AIM OF THE TASK → Retype the line in which "For this dataset, tag each instance of the green pitch" appears, then every line after it until the records end. Leave out the pictures.
++++ DATA ENTRIES
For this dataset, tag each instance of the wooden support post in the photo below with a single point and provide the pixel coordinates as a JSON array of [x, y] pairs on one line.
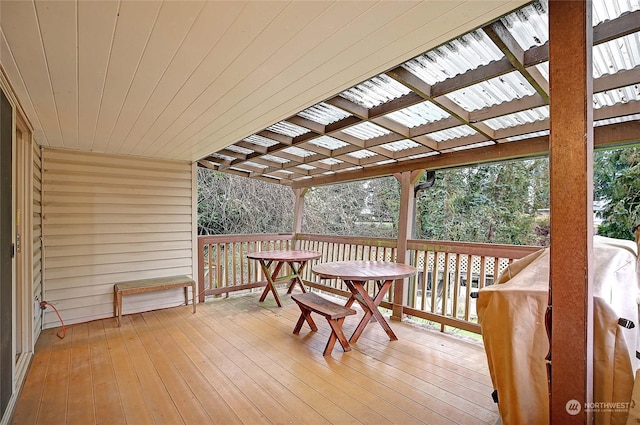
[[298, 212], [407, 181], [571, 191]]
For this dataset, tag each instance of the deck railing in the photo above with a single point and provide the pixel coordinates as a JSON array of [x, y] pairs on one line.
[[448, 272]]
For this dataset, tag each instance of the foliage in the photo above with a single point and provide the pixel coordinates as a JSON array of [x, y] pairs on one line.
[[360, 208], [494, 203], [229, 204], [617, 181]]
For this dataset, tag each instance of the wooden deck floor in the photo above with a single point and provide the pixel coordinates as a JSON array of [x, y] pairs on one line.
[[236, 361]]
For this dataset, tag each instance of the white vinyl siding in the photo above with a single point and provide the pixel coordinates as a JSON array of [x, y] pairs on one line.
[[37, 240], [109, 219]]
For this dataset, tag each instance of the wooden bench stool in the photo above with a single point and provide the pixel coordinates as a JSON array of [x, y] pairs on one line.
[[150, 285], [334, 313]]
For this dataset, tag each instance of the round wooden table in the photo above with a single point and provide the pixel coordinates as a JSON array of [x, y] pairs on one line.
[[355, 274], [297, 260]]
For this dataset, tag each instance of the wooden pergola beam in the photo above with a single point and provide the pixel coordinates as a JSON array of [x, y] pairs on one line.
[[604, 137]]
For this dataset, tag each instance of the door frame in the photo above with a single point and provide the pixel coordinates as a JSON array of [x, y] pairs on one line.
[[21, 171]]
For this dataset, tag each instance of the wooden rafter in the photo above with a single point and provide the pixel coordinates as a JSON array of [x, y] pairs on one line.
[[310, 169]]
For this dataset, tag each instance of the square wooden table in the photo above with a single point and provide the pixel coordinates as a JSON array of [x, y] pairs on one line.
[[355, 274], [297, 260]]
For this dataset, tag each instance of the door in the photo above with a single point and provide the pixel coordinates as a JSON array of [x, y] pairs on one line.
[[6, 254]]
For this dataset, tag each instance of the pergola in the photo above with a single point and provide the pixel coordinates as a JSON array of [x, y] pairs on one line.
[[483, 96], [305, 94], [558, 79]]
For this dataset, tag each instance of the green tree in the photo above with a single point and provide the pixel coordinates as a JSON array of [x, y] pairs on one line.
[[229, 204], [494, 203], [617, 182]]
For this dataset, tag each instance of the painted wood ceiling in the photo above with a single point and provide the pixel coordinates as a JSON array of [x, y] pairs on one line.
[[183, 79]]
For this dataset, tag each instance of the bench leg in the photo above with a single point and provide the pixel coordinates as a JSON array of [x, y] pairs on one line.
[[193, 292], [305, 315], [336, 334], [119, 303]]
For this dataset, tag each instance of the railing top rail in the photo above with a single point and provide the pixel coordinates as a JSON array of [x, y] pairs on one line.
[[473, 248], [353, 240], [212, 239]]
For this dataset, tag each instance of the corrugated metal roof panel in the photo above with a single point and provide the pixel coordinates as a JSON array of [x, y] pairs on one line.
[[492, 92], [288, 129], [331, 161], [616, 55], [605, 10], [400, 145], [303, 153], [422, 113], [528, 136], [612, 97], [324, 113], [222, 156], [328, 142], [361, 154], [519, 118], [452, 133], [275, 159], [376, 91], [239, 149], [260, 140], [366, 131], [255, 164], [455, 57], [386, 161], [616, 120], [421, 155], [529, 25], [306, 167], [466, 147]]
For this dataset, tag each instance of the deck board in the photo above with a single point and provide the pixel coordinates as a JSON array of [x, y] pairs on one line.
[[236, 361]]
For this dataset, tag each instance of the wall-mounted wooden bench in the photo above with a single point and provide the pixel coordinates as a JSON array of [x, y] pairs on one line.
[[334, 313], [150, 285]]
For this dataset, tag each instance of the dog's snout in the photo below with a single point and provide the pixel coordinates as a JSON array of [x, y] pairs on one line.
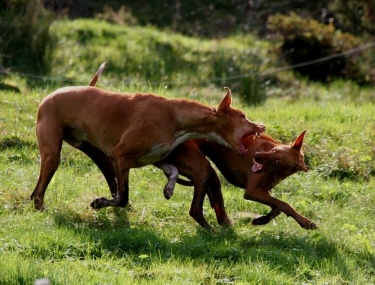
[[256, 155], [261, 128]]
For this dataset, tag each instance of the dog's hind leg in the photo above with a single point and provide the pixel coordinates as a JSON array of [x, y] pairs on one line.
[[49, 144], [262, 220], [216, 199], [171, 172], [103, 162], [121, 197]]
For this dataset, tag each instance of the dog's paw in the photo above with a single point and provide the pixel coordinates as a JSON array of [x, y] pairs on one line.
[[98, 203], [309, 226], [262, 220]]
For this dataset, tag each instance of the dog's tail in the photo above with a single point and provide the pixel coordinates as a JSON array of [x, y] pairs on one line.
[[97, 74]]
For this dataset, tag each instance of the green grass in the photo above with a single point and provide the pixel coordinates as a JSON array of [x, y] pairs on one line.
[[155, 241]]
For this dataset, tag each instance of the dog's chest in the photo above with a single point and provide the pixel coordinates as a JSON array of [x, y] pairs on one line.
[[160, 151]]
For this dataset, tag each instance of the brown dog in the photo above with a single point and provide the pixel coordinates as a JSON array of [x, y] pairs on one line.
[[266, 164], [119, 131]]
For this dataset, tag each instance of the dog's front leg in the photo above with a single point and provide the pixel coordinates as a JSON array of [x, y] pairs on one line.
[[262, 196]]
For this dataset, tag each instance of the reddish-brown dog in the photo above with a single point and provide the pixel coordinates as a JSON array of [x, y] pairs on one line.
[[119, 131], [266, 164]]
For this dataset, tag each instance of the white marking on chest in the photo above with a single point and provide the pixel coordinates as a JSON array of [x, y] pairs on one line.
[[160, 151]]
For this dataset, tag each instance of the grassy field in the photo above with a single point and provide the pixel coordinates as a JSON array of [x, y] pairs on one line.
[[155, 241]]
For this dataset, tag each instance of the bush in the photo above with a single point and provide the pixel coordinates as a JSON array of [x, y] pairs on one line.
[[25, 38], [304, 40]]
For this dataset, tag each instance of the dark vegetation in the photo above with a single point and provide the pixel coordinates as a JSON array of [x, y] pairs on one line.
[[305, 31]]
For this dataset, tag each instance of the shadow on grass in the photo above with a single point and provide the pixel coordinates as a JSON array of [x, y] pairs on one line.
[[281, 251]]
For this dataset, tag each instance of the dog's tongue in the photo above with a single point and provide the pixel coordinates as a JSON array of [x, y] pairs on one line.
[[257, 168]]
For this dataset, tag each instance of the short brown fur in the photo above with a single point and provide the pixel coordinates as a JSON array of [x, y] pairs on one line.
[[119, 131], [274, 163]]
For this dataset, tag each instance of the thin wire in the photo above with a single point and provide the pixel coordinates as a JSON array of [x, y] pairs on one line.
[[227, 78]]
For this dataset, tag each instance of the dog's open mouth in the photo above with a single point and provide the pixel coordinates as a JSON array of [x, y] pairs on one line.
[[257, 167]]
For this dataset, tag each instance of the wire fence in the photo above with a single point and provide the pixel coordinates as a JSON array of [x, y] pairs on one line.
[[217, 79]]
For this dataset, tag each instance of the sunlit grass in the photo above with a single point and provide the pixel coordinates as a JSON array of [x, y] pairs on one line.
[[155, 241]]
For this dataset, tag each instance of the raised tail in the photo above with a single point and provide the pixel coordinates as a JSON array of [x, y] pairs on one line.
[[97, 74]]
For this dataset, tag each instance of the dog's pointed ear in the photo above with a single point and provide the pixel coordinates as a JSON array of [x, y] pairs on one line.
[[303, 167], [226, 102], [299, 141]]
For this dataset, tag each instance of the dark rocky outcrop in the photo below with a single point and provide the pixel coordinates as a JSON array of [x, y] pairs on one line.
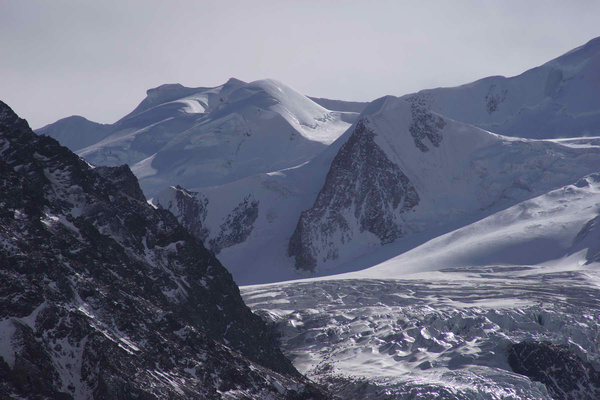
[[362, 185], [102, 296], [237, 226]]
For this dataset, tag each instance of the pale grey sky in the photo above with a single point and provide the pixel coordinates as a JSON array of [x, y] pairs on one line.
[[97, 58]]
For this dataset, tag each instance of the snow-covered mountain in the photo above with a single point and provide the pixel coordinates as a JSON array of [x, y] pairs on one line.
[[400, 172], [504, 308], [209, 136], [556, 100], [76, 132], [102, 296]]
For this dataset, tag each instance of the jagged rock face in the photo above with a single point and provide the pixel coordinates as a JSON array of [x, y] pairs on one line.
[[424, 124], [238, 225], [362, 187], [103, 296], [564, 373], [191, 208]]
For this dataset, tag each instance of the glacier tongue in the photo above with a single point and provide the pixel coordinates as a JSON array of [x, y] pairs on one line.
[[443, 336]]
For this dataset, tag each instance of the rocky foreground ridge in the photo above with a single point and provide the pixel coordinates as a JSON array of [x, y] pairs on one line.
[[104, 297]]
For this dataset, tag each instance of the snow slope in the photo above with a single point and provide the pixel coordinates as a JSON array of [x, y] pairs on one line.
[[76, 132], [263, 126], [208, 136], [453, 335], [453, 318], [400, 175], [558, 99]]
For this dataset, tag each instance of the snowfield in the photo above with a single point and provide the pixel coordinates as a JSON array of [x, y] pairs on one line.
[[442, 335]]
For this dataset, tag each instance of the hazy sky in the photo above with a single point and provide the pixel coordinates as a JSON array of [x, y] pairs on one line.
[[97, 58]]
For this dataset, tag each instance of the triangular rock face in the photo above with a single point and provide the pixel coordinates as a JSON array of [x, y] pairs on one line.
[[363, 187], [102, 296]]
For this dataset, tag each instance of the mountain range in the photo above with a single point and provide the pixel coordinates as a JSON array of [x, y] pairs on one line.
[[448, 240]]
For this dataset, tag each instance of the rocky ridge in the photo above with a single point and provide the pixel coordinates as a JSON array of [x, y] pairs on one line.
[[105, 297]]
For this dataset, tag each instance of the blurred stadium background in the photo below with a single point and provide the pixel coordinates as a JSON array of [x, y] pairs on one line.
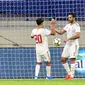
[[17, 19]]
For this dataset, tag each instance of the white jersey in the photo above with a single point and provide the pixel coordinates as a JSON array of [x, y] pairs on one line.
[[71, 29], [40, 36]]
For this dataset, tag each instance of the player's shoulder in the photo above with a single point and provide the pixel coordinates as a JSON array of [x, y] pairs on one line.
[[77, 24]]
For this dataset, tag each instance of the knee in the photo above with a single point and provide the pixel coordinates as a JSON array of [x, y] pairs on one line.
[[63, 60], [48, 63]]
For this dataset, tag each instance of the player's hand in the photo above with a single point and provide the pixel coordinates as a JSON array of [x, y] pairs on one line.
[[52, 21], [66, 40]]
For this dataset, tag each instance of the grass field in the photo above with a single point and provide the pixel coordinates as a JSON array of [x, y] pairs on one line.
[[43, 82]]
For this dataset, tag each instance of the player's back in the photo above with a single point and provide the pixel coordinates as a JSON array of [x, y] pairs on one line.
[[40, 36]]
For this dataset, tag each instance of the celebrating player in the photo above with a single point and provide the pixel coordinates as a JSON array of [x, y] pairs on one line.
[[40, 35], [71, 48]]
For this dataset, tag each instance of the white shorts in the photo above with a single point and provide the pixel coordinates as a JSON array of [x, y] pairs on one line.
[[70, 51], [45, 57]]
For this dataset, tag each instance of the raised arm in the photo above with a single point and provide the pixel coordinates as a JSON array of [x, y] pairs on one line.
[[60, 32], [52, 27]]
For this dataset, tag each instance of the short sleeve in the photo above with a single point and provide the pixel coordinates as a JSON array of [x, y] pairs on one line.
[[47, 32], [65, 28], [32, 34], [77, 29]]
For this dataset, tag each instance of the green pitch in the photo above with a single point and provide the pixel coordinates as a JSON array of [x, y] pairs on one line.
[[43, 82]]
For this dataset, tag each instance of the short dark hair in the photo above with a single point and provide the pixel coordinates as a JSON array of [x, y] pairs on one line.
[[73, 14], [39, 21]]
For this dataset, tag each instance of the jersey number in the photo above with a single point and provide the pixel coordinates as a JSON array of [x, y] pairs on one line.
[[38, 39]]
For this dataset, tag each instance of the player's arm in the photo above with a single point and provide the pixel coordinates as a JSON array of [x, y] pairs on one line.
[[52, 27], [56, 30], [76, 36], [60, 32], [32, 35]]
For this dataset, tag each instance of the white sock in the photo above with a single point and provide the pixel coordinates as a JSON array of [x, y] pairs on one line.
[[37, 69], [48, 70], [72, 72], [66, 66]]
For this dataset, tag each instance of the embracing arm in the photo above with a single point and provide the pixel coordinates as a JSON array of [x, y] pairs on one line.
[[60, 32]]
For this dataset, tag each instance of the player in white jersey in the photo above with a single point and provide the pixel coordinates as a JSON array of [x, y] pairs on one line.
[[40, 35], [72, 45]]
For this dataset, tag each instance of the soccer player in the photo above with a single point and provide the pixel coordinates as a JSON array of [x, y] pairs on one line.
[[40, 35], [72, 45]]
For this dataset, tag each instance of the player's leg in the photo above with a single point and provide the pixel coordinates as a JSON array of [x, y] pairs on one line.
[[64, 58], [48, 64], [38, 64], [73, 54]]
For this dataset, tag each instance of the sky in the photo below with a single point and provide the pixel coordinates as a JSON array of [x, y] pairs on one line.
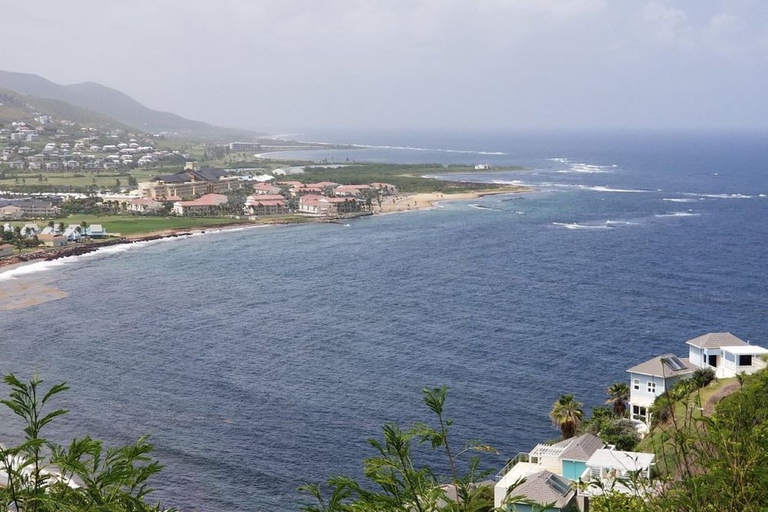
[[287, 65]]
++++++++
THE COMPLETED TASK →
For this dataset, tag each instance of the green pitch in the photo above with a single point and provide the pixel coordinates as a JSON array of [x, y] pairs on one line.
[[43, 82]]
For this dataset, tag each instance of the short dark hair in the photo above with a single point and provide the pixel coordinates as a JSON array of [x, y] pairs on one line.
[[73, 14], [39, 21]]
For this dataset, tag each instance of the jersey number in the photo above with a single point and provide the pixel coordinates as a JSON array of [x, y] pairs on one line.
[[38, 39]]
For this dataset, tag each instance of the player's arm in the photo above with a single point and provide the pixel coordinates as a JSON array of [x, y] pairs on one line.
[[52, 27], [56, 30], [76, 36], [60, 32], [32, 35]]
For this dataset, tag each instance of the white sock in the photo above with a single point and provide the pixel coordinates as a JSON array of [x, y] pairs on one line.
[[37, 69], [48, 70], [72, 72], [66, 66]]
For this dataset, tag each instance of the embracing arm in the photo above with a single point and provide the pixel coordinates as a JSON array of [x, y] pairs on one line.
[[60, 32]]
For this dataset, tag each instance of the player in white jersey in the photo above with a single point and provide the pixel coordinates as a JSON array of [x, y] pairs on one line.
[[40, 35], [72, 45]]
For this dataset, tag each instance of the soccer player in the photo above with a single point and provide the pixel coordinates as a JSON array of [x, y] pairs on one line.
[[40, 35], [72, 45]]
For this dataset, tag each instance of the player's leg in the photo above with a single point and provide the pixel coordinates as a JSON array of [x, y] pairs on one line.
[[64, 58], [48, 64], [38, 64], [73, 54]]
For this dataset, tag each instance of the sky in the photo below with a single point and provide the pixel coordinates as a JSON array of [x, y] pairs on one line.
[[287, 65]]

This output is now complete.